## Available data
····················
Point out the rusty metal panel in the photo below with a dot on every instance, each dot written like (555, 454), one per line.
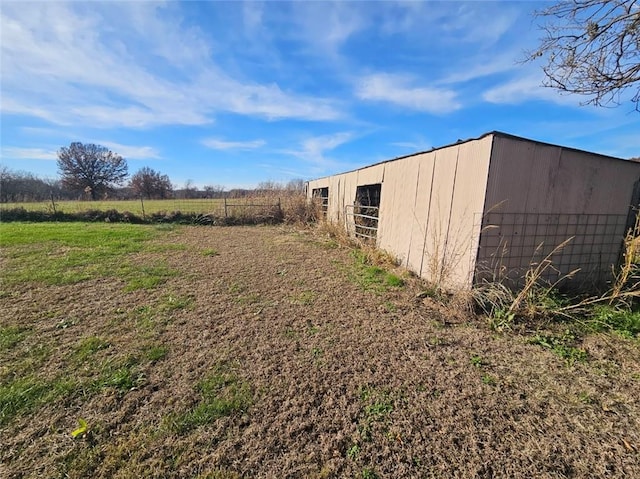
(591, 184)
(546, 195)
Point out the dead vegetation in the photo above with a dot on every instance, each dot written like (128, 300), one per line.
(280, 352)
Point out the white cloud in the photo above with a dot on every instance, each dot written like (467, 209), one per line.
(217, 144)
(131, 152)
(313, 150)
(523, 89)
(398, 90)
(69, 65)
(16, 153)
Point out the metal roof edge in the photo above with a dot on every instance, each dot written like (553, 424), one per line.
(460, 142)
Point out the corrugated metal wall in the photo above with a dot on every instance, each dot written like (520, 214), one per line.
(485, 206)
(427, 208)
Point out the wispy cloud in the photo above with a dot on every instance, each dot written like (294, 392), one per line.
(217, 144)
(525, 88)
(64, 63)
(399, 90)
(314, 149)
(17, 153)
(131, 152)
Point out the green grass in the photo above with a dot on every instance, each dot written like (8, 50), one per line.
(624, 322)
(132, 206)
(24, 394)
(88, 347)
(221, 393)
(69, 253)
(371, 277)
(10, 336)
(562, 345)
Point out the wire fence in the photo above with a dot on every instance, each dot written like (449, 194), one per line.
(362, 221)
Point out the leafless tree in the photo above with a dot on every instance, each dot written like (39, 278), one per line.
(151, 184)
(592, 48)
(90, 168)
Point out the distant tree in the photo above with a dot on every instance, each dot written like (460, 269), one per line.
(592, 48)
(90, 168)
(151, 184)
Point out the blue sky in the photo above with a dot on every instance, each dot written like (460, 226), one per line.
(235, 93)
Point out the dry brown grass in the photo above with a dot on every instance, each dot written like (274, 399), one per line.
(344, 381)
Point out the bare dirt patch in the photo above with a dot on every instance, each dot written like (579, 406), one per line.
(313, 375)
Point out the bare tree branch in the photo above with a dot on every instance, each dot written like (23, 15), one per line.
(90, 168)
(592, 48)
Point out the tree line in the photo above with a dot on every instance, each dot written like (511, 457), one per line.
(93, 172)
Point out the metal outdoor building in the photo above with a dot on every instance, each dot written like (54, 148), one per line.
(490, 207)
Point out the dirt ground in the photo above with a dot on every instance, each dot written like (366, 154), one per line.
(344, 381)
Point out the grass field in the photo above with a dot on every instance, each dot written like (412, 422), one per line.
(150, 206)
(132, 351)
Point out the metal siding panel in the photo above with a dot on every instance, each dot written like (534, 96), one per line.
(434, 266)
(468, 200)
(397, 206)
(420, 215)
(566, 193)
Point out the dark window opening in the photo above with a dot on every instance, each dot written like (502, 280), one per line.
(322, 195)
(369, 195)
(366, 210)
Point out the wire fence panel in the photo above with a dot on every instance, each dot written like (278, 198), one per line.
(362, 221)
(511, 243)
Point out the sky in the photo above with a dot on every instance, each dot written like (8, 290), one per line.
(237, 93)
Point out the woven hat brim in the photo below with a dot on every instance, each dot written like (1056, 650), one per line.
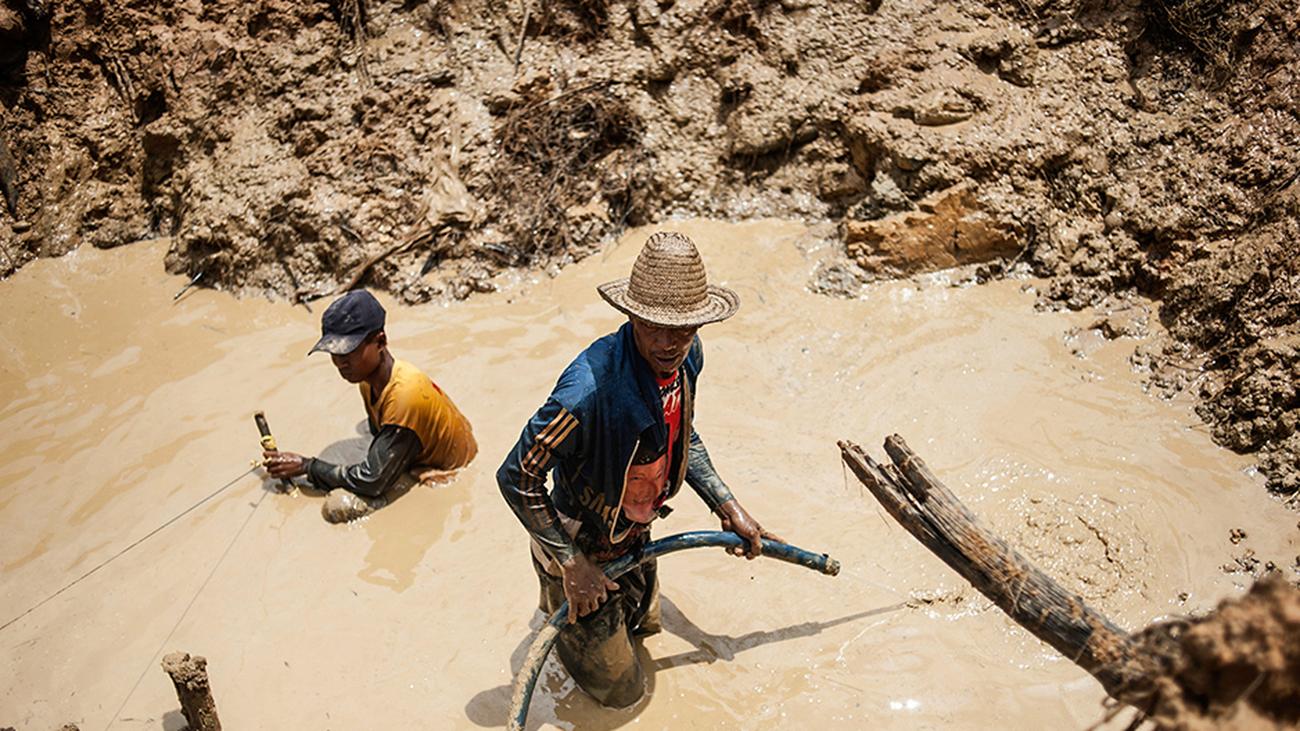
(719, 305)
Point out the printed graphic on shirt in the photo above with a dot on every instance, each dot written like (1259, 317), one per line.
(648, 476)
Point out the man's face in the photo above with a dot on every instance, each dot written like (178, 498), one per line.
(358, 366)
(664, 349)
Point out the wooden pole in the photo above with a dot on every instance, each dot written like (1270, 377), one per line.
(190, 677)
(931, 513)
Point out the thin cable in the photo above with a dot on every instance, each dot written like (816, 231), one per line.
(194, 598)
(109, 559)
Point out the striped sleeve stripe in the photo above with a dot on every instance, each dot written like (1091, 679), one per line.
(536, 462)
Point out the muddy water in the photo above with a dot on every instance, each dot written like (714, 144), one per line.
(121, 409)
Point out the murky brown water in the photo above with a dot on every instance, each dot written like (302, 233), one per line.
(121, 409)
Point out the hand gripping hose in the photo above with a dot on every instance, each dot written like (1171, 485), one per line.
(546, 636)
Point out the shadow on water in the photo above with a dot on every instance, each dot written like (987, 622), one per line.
(492, 706)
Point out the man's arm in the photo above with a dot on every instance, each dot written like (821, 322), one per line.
(550, 433)
(703, 479)
(702, 476)
(391, 453)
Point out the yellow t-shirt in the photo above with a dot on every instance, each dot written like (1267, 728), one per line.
(414, 401)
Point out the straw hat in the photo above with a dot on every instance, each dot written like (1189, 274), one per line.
(668, 286)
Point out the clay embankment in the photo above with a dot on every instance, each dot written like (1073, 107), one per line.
(295, 147)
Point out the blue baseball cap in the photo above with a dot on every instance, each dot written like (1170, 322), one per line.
(347, 321)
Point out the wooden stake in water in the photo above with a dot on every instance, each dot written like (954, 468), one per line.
(190, 677)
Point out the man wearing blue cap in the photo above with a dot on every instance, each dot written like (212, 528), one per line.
(414, 423)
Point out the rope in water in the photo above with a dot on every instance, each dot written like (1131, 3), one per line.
(138, 541)
(189, 606)
(527, 678)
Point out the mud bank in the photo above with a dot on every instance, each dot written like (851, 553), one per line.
(401, 618)
(423, 146)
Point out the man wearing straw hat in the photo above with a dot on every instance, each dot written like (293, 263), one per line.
(618, 433)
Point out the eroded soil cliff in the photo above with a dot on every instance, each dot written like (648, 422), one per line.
(423, 146)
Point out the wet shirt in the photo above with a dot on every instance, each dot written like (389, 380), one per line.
(650, 472)
(412, 401)
(414, 424)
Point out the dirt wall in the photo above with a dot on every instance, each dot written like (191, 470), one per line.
(295, 148)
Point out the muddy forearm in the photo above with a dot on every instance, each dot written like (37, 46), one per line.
(391, 453)
(703, 478)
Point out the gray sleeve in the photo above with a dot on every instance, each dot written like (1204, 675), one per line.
(393, 451)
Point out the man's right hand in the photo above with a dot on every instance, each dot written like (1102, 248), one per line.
(585, 585)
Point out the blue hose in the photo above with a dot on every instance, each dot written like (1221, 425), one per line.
(527, 678)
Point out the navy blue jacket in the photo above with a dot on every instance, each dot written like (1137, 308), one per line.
(605, 405)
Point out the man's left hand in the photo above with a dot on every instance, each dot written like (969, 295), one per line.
(284, 463)
(737, 520)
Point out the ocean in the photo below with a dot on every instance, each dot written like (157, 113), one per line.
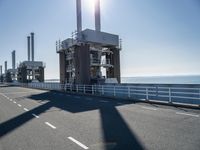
(189, 79)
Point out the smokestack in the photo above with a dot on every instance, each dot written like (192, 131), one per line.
(13, 59)
(32, 45)
(29, 47)
(0, 70)
(79, 15)
(5, 67)
(97, 16)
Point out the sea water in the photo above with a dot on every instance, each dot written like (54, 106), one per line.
(189, 79)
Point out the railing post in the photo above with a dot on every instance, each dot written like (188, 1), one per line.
(77, 88)
(84, 88)
(129, 92)
(147, 94)
(102, 90)
(170, 96)
(114, 92)
(92, 90)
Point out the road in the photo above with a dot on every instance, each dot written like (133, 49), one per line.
(43, 120)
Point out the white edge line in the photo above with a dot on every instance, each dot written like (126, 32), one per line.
(149, 108)
(180, 113)
(78, 143)
(104, 101)
(52, 126)
(36, 116)
(25, 109)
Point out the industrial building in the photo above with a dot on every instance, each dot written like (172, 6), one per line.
(89, 56)
(11, 74)
(30, 70)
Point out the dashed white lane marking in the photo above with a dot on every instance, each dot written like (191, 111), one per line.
(78, 143)
(36, 116)
(77, 96)
(149, 108)
(104, 101)
(52, 126)
(187, 114)
(26, 109)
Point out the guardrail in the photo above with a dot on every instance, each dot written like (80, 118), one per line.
(167, 93)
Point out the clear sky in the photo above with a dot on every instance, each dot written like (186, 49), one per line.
(160, 37)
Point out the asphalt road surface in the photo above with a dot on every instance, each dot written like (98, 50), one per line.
(33, 119)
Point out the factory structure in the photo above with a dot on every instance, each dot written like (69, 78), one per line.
(27, 71)
(30, 70)
(89, 56)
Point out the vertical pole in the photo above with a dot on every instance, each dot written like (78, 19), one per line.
(129, 92)
(32, 45)
(28, 47)
(147, 94)
(77, 88)
(79, 16)
(170, 98)
(97, 16)
(92, 89)
(114, 92)
(84, 88)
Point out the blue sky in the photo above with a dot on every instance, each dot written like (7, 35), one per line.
(160, 37)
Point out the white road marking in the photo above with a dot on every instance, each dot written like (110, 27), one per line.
(26, 109)
(104, 101)
(187, 114)
(78, 143)
(36, 116)
(120, 103)
(77, 96)
(149, 108)
(52, 126)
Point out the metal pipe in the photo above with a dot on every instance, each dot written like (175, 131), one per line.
(5, 67)
(0, 70)
(97, 16)
(13, 59)
(28, 47)
(79, 15)
(32, 45)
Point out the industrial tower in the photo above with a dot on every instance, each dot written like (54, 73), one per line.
(31, 70)
(89, 56)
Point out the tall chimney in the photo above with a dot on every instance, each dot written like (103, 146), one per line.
(0, 70)
(32, 45)
(5, 67)
(29, 48)
(79, 16)
(97, 16)
(13, 59)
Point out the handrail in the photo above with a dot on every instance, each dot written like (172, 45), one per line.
(186, 95)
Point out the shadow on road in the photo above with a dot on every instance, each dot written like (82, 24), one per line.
(117, 134)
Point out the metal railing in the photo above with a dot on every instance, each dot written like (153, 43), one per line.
(184, 94)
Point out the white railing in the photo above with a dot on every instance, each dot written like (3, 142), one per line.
(164, 93)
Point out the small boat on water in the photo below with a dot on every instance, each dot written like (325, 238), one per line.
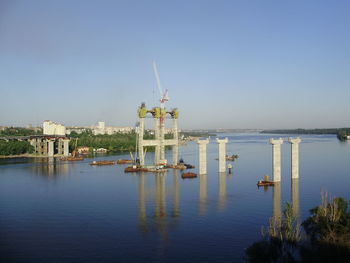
····················
## Brief
Quote the listing word for word, starting at the line with "Point out the white railing" and continuing through the end of the listing, both ends included. Leave out any pictures.

## Solution for this task
Point out the white railing in the photo above with a dot on every instance, each dot written like (3, 142), one per line.
(164, 93)
Point out the small boat on water in the photo below with a dot on every instance, each dot written like (325, 238), one per line.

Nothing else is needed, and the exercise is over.